■ WORK REQUEST
Write out all of the entries below word for word.

= Beginning of Section =

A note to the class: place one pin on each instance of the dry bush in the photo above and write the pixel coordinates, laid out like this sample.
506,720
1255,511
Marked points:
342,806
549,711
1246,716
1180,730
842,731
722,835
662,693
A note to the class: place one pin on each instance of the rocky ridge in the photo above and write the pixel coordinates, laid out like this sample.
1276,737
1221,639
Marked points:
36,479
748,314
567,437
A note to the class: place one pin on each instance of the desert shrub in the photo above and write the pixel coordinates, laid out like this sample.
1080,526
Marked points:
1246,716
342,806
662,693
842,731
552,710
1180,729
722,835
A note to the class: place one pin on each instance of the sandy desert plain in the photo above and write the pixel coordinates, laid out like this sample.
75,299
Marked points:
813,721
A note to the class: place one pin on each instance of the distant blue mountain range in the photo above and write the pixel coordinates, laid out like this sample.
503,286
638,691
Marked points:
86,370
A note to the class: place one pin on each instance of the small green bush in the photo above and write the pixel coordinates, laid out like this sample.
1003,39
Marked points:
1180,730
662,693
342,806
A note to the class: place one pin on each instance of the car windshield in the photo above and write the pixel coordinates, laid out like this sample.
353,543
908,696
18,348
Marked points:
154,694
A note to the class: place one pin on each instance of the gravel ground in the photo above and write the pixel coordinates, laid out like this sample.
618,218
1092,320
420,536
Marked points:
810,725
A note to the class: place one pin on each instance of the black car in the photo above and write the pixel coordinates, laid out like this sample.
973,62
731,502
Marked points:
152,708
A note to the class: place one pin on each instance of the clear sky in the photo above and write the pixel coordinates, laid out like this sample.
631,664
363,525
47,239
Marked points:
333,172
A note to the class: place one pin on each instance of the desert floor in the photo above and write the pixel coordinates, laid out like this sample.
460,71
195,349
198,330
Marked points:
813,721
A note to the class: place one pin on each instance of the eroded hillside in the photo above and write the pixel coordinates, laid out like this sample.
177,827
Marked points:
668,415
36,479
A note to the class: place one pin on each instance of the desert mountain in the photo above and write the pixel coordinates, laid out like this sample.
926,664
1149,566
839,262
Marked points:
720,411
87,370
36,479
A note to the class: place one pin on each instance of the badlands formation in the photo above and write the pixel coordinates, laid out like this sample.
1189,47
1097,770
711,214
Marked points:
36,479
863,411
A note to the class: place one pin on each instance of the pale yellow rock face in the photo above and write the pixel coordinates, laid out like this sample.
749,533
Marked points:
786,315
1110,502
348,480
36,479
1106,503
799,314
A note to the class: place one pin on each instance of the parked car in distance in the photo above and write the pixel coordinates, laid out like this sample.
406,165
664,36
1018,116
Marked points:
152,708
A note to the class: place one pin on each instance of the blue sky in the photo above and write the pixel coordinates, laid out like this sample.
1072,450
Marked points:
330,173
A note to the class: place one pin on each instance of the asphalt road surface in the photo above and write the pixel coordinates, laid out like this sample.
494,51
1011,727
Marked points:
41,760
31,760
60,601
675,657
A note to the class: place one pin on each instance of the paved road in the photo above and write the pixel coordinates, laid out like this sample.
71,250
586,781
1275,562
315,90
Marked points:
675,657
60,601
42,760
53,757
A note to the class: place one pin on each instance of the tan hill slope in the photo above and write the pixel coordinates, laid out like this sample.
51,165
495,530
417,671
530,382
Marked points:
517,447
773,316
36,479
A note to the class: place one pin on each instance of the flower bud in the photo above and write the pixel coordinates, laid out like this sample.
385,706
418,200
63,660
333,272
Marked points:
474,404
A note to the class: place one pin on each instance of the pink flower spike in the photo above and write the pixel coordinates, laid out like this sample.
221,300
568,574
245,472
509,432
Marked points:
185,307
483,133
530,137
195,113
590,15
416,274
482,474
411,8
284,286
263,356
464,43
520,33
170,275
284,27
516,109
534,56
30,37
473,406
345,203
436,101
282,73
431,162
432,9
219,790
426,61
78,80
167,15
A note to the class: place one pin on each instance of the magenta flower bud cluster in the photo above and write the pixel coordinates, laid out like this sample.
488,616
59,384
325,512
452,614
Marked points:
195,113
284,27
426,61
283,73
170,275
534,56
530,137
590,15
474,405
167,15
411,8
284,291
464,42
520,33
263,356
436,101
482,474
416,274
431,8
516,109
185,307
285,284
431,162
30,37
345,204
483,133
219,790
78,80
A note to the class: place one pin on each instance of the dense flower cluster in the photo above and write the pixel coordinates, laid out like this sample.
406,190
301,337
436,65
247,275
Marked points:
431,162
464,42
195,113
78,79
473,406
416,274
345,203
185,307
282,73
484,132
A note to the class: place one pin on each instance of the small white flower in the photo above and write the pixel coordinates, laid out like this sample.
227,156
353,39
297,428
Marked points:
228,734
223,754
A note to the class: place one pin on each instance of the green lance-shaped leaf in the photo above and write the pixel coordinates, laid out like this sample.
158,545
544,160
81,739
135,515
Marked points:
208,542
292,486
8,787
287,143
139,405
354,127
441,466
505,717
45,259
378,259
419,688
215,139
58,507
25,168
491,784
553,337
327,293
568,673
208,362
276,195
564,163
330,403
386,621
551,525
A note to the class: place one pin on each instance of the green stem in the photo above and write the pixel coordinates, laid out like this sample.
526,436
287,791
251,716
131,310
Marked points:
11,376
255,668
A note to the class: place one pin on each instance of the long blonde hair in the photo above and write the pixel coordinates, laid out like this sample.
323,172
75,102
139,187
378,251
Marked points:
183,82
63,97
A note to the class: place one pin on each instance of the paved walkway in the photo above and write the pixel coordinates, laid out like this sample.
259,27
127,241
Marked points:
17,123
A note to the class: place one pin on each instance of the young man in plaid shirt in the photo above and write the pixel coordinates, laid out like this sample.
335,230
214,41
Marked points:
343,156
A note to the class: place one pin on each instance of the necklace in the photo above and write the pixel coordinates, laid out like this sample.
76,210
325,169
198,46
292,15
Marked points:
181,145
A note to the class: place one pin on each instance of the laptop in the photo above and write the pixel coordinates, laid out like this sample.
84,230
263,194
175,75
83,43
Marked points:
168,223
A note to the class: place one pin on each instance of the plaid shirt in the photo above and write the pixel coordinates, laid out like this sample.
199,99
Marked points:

= End of Section =

■ WORKED SOLUTION
A note to the class: place one pin on each instance of the dry bush in the photo above and write the pixel coordinates, laid out like this sample.
506,720
1255,511
Marked points:
342,806
549,711
1246,716
1180,730
842,731
722,835
662,693
A note to the class: place one pin on each instance of the rocky ridge in the photo above and write the pixel coordinates, laid out like this sample.
1276,737
1221,639
Marked points:
36,479
748,314
567,437
A note to the class: place one pin on each instance of the desert shrub in the photo above and write the pixel coordinates, laid out like this sample.
1080,526
Marked points:
1246,716
342,806
662,693
842,731
552,710
1180,729
722,835
A note to the class: place one pin on each instance of the sandy desert plain in the photo above and write the pixel coordinates, laid out like this sample.
75,299
Marked points:
813,721
A note to the class: place one pin on each instance of the distant blue mountain range in the photo above and write the pixel coordinates, laid out like this sample.
503,286
638,691
Marked points:
86,370
A note to the class: place one pin on each instance of the small green bush in the photo above and write the pixel coordinates, laid out like this sample.
1003,39
Marked points:
1180,730
662,693
342,806
A note to the class: place one pin on each instance of the car windshield in the photo above and write the pixel coordinates, laid out like this sample.
353,543
908,696
18,348
Marked points:
154,694
A note to the class: place one pin on each instance of the gravel ground in the photo above and write the pixel coordinates, laid out like this sample.
618,218
1092,320
420,536
Marked points:
810,725
A note to the class: place one pin on each instance of the black car in the photo above and write the pixel coordinates, laid out like this sample.
973,62
731,502
Marked points:
152,708
A note to the class: place one pin on each instance of the clear sky in the photo above and write the pixel coordinates, laid out like this sample.
631,664
363,525
47,239
Marked points:
333,172
A note to the class: place one pin on each instance of the desert floor in the photo above and write the pixel coordinates, laid out like this sample.
460,71
195,349
198,330
Marked points:
813,721
A note to the class: place one pin on each instance of the eroded hillside in the photo above and write the pixel coordinates, laid out like this sample.
177,827
Marked points:
668,415
36,479
A note to the class: place one pin on each instance of the desert mountain in the photo above and write the pixel coordinates, laid out like this sample.
926,664
1149,566
839,262
Marked points:
720,411
87,370
36,479
A note to the class: place one pin on each instance of the badlands formation in the photo above and write the pixel coordinates, laid out like this sample.
1189,47
1097,770
711,214
Marked points:
36,479
863,411
A note to the class: place one pin on each instance of the pale yellow rock face in the photo above and write the pixel coordinates, laid out like this sample.
749,533
Marked points:
786,315
1110,502
348,480
36,479
1106,503
799,314
A note to the class: place one pin on each instance of the parked car in distance in the photo above and write the pixel coordinates, laid out like this sample.
406,165
664,36
1018,116
Marked points:
152,708
A note to the class: place one pin on each instance of the blue sky in the photo above and write the pixel coordinates, laid out like this sample.
1072,450
Marked points:
330,173
A note to the class: place one pin on each instance of the asphalt road surface in the photo above and write the pixel coordinates, laid out like this sample.
494,51
1011,727
Marked points:
41,760
31,760
60,601
675,657
A note to the class: place one pin on each instance of the paved road in the photo above and write the pixel coordinates, laid out like this sample.
71,250
586,781
1275,562
315,90
Marked points:
675,657
60,601
42,760
53,757
A note to the class: place one pin on each instance of the tan hill slope in the photo above and write the pixel coordinates, laid out like this sample.
51,165
495,530
417,671
530,382
Marked points:
517,447
773,316
36,479
A note to the class: place one pin on each instance of the flower bud in the photo above and write the pixel coordinates, laid out like this sample.
385,706
418,200
63,660
333,272
Marked points:
474,404
A note to the class: place one pin on each instance of the pink flower spike in the photo above and write the pixel coordinates, laid out like this sample.
221,300
568,574
245,472
509,432
Marked points:
185,307
483,133
530,137
195,113
590,15
416,274
482,474
411,8
284,286
263,356
464,43
520,33
170,275
284,27
516,109
534,56
30,37
473,406
345,203
436,101
282,73
431,162
432,9
219,790
426,61
78,80
167,15
A note to the class: place one pin on each instance of the magenta flower bud cluster in the photo above and write the pixel coordinates, laid out like this sample.
488,616
59,384
325,512
452,614
Marked points:
195,113
284,27
426,61
283,73
170,275
534,56
530,137
590,15
474,405
167,15
411,8
284,291
464,42
520,33
263,356
436,101
482,474
416,274
431,8
516,109
185,307
285,284
431,162
30,37
345,204
483,133
219,790
78,80
A note to the class: place one pin on each instance of the dense flower cluster in the photo above and write the pixel coordinates, laid out like this sample.
406,190
301,337
436,65
247,275
Marked points:
431,162
464,42
195,113
78,79
473,406
416,274
345,203
185,307
282,73
484,132
A note to the class: place one pin on each instance of the small white flower in the photo above and write the pixel coordinates, laid out like this sample.
227,156
353,39
297,428
Marked points:
228,734
223,754
A note to the class: place one pin on each instance of the green lance-shaped leaf in the photo above and write the pixel coordinates, laid out like this sample.
158,545
544,160
81,739
135,515
Marked points:
208,542
292,486
8,787
287,143
139,405
354,127
441,466
505,717
45,259
378,259
419,688
215,139
58,507
25,168
491,784
553,337
327,293
568,673
208,362
276,195
564,163
330,403
386,621
551,525
A note to the class: place one pin on each instance of the green stem in the photo above and write the pixel coordinates, laid out like this sample.
526,436
287,791
251,716
131,310
Marked points:
11,376
255,668
A note to the class: place one pin on each instance of the long blonde hair in the photo above and write the pixel coordinates, laid out like this sample.
323,172
75,102
139,187
378,251
Marked points:
183,82
63,97
A note to the class: place one pin on each instance of the paved walkway in the photo above and write the pixel coordinates, laid out like this sample.
259,27
127,241
Marked points:
17,123
A note to the class: place one pin on each instance of the young man in plaid shirt in the photo above and write the pixel coordinates, laid out like this sample.
335,230
214,41
Marked points:
343,156
A note to the class: place one pin on each instance of the necklace in the photo above and write the pixel coordinates, laid out like this sample.
76,210
325,169
198,46
292,15
Marked points:
181,145
A note to the class: place one pin on each instance of the laptop in the photo above and write the pixel coordinates, laid out like this sample.
84,230
263,194
175,75
83,43
Marked points:
168,223
A note to the class: place one pin on each instance of the plaid shirt in the photo above and write the pixel coordinates, laid out like this sample.
199,99
Marked points:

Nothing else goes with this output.